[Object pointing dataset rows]
________
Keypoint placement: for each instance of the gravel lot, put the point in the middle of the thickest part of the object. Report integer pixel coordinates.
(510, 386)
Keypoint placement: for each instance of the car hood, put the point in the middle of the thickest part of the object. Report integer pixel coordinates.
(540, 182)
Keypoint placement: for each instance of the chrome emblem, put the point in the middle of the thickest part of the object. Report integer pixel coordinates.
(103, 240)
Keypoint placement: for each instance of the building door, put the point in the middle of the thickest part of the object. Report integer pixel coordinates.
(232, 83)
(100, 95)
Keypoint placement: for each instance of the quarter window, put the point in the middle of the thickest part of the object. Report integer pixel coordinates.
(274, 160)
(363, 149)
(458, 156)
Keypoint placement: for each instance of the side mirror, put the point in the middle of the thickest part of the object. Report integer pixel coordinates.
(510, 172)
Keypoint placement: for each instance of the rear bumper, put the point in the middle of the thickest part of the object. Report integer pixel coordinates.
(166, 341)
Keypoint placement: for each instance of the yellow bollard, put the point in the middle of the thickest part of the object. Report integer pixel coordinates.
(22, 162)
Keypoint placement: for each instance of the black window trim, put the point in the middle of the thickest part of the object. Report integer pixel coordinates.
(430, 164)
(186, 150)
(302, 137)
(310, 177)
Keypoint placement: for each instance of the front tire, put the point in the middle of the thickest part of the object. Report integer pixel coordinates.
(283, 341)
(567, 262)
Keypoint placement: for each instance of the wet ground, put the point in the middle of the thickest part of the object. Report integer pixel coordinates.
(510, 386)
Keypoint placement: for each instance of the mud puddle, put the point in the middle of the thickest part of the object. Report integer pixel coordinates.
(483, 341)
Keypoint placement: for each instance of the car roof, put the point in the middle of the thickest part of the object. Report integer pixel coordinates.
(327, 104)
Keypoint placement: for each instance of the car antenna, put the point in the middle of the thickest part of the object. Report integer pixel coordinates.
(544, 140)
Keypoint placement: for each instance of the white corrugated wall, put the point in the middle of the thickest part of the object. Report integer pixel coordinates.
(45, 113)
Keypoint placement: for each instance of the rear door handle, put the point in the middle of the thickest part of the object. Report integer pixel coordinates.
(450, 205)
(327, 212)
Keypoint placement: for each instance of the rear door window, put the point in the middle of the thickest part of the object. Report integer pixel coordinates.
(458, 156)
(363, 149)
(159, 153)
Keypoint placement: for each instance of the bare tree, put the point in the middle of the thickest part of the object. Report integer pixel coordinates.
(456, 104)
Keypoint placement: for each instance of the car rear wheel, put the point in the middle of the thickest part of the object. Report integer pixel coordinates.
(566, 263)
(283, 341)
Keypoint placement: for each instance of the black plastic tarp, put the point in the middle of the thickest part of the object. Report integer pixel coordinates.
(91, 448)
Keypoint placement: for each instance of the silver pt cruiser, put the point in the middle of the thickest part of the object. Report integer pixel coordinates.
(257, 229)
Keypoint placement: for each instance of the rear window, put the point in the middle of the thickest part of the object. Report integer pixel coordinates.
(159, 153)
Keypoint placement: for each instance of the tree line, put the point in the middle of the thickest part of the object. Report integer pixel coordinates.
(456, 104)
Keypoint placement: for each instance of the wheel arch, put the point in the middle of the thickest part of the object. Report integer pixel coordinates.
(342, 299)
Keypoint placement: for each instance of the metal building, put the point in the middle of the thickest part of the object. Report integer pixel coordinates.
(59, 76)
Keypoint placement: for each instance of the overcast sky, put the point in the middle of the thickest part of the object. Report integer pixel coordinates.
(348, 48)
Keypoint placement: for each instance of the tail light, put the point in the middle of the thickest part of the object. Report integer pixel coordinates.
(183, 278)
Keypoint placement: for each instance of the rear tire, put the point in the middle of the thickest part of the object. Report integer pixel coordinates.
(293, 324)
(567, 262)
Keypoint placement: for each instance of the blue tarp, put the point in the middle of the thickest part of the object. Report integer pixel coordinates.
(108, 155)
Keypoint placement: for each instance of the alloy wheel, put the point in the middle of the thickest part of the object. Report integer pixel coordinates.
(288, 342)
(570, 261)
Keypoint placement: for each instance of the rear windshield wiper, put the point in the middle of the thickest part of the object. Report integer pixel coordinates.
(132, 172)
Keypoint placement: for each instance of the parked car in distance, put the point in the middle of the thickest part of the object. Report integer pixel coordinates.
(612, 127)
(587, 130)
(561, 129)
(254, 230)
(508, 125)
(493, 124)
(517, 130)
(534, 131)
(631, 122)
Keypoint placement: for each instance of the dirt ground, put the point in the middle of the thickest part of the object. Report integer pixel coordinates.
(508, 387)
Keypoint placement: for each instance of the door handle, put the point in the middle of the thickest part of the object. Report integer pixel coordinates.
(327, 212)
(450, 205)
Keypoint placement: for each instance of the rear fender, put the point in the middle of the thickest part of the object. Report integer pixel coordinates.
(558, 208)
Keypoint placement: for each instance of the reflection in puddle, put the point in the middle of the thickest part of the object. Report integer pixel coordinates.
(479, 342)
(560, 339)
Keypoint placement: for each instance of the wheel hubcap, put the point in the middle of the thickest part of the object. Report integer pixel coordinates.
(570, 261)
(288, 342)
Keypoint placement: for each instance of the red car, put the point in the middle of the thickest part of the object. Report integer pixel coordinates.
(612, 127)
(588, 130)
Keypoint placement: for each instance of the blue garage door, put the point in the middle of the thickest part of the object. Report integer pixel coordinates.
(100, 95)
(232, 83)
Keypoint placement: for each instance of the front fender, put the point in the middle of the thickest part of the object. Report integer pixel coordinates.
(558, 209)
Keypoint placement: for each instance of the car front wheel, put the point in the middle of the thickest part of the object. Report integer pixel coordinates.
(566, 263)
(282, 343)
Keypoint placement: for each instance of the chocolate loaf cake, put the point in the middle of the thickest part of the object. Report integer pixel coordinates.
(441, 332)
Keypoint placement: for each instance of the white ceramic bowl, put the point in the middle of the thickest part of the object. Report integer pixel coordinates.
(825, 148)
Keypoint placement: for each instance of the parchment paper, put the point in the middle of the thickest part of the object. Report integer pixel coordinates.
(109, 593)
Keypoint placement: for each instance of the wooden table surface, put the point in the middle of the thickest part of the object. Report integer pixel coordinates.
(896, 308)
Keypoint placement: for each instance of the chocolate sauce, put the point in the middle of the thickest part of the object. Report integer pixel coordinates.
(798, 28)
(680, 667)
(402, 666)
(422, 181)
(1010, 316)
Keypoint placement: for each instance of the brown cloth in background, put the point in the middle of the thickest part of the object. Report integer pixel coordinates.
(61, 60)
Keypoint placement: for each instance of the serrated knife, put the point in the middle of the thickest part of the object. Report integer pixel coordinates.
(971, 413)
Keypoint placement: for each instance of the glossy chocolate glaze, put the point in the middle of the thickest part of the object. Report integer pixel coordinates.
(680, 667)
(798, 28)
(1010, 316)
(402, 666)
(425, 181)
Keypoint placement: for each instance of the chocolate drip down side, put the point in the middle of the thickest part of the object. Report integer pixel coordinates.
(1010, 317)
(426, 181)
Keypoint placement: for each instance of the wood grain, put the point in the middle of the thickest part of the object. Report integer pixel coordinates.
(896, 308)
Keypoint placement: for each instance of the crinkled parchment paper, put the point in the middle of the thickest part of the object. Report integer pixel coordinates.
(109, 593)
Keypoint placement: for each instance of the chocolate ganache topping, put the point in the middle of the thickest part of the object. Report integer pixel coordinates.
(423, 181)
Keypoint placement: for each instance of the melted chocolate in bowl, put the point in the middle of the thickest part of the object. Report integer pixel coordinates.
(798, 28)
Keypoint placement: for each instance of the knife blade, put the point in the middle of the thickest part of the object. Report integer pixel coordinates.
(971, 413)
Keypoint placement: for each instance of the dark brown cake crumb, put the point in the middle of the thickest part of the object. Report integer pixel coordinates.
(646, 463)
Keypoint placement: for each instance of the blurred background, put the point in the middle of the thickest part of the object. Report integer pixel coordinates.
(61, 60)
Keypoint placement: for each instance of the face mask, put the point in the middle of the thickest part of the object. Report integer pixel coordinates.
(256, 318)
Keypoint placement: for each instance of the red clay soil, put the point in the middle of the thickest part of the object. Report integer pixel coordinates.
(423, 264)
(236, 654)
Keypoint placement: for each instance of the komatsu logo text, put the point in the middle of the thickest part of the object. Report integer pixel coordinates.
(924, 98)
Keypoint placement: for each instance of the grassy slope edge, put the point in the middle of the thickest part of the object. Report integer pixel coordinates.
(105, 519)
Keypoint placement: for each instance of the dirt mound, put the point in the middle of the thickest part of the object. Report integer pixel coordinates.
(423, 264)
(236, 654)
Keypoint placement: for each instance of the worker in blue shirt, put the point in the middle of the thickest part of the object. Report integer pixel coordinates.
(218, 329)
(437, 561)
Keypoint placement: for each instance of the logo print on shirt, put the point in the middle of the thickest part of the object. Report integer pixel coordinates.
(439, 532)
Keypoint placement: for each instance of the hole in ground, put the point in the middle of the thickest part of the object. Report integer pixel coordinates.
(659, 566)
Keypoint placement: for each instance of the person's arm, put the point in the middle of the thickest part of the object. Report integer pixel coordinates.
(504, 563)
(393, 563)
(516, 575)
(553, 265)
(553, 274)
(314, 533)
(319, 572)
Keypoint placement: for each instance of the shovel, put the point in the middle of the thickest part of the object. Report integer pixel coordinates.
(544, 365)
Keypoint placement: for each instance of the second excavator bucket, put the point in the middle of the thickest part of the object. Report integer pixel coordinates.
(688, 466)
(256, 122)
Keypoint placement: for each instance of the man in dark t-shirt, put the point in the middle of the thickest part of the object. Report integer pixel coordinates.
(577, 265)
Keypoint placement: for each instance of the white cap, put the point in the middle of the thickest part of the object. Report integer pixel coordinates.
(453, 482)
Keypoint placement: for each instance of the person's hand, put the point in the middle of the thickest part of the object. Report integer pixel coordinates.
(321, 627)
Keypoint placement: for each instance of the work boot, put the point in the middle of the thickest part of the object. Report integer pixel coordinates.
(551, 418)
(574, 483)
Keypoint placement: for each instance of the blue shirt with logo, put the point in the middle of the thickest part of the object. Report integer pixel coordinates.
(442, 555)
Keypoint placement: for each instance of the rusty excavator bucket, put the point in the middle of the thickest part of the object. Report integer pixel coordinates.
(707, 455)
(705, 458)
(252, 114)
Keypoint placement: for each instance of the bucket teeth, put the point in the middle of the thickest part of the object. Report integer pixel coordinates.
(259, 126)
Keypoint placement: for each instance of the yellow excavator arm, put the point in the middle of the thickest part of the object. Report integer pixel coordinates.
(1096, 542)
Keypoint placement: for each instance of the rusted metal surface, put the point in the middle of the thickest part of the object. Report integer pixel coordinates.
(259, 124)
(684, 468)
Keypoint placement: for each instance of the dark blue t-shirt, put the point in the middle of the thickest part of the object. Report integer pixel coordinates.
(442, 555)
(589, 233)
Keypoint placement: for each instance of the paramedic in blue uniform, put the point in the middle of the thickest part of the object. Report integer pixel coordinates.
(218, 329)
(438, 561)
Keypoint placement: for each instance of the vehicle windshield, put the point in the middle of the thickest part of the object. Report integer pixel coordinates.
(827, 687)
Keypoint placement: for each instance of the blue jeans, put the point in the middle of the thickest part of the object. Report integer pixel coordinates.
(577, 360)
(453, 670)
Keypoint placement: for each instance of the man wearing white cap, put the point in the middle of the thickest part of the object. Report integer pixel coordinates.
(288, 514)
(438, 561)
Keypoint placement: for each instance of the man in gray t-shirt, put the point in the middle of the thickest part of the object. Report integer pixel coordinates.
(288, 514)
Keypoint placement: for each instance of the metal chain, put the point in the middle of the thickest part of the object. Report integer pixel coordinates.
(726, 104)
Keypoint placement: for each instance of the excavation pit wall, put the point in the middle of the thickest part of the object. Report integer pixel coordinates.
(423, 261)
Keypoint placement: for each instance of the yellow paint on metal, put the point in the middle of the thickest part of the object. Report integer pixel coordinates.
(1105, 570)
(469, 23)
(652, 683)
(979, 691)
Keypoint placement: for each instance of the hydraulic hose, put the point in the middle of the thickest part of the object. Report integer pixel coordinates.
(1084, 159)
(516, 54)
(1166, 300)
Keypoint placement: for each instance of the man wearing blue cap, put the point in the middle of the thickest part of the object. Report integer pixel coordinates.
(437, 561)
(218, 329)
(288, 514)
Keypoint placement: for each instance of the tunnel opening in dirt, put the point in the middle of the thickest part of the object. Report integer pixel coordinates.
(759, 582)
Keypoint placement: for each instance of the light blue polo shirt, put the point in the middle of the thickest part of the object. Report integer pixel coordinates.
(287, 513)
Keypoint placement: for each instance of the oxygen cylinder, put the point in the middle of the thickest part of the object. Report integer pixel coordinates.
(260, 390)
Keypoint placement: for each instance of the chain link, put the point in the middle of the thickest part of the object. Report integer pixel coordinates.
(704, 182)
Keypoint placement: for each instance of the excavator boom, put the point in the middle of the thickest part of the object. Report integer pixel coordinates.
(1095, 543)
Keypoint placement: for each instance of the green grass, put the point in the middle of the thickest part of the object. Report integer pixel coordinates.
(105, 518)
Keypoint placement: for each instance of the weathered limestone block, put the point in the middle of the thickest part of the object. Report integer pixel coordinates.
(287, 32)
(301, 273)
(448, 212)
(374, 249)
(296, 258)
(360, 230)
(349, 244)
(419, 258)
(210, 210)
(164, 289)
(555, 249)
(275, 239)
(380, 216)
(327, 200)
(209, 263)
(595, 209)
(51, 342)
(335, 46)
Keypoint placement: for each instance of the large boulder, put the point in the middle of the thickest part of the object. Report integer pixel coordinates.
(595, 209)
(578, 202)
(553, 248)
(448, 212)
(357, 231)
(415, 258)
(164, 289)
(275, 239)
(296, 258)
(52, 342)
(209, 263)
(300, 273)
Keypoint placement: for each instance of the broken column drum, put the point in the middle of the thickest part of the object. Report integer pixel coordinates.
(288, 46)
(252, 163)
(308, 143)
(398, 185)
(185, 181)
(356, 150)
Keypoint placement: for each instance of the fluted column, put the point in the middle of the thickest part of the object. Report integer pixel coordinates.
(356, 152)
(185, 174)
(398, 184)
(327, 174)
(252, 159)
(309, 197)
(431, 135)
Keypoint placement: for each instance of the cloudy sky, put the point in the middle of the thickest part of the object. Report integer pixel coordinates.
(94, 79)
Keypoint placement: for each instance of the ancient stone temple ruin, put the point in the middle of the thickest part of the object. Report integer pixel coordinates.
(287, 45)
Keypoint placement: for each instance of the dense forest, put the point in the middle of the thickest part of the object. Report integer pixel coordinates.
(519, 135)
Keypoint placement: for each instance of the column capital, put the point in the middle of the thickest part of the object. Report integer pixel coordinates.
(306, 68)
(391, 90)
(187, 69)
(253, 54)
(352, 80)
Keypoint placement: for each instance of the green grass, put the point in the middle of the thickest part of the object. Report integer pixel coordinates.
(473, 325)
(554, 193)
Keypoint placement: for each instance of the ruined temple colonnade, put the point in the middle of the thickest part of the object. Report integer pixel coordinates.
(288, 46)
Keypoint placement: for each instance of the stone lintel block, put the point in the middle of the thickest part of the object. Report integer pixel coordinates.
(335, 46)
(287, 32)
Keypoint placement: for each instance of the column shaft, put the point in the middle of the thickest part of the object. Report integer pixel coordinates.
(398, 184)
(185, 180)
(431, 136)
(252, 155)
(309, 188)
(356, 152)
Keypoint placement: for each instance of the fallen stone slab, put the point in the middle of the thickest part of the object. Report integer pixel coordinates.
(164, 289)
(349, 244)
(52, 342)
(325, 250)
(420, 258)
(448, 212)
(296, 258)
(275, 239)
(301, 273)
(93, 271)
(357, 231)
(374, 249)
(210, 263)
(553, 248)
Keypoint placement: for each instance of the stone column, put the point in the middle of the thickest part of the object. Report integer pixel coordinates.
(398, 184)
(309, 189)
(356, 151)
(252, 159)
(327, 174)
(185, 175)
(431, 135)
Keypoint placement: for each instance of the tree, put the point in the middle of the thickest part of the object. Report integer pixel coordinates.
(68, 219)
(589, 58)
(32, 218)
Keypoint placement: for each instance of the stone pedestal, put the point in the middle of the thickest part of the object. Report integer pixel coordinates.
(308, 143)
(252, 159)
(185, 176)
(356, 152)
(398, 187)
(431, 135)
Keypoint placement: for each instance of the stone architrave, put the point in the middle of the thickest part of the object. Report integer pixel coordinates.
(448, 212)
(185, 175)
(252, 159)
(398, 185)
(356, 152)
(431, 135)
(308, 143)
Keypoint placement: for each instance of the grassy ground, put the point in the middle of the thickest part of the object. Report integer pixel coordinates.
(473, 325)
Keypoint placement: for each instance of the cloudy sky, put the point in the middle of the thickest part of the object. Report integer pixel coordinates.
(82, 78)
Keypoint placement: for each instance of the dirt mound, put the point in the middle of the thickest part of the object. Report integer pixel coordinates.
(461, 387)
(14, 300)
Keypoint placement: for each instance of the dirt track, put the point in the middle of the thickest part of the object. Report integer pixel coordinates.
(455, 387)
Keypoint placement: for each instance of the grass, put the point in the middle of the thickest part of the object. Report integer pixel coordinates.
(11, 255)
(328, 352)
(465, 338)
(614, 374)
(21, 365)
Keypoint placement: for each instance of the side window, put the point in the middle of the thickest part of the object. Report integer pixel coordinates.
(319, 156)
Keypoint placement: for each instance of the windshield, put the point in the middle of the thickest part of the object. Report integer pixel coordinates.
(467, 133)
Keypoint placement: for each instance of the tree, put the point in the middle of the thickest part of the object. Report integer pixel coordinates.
________
Instruction:
Transcribe exactly the line containing "Keypoint placement: for each instance of the side window, put" and all remaining lines of the material, ending with the last one.

Solution for this exercise:
Keypoint placement: for each instance of the side window, put the point in the middle of the thickest part of the object. Report integer pixel coordinates.
(319, 156)
Keypoint placement: for each instance of the windshield, put the point in the middle of the thickest part of the object. Report integer pixel coordinates.
(467, 133)
Keypoint placement: for each instance of the tree, put the point in the middle of the thickest part of the object. Report integer pixel coordinates.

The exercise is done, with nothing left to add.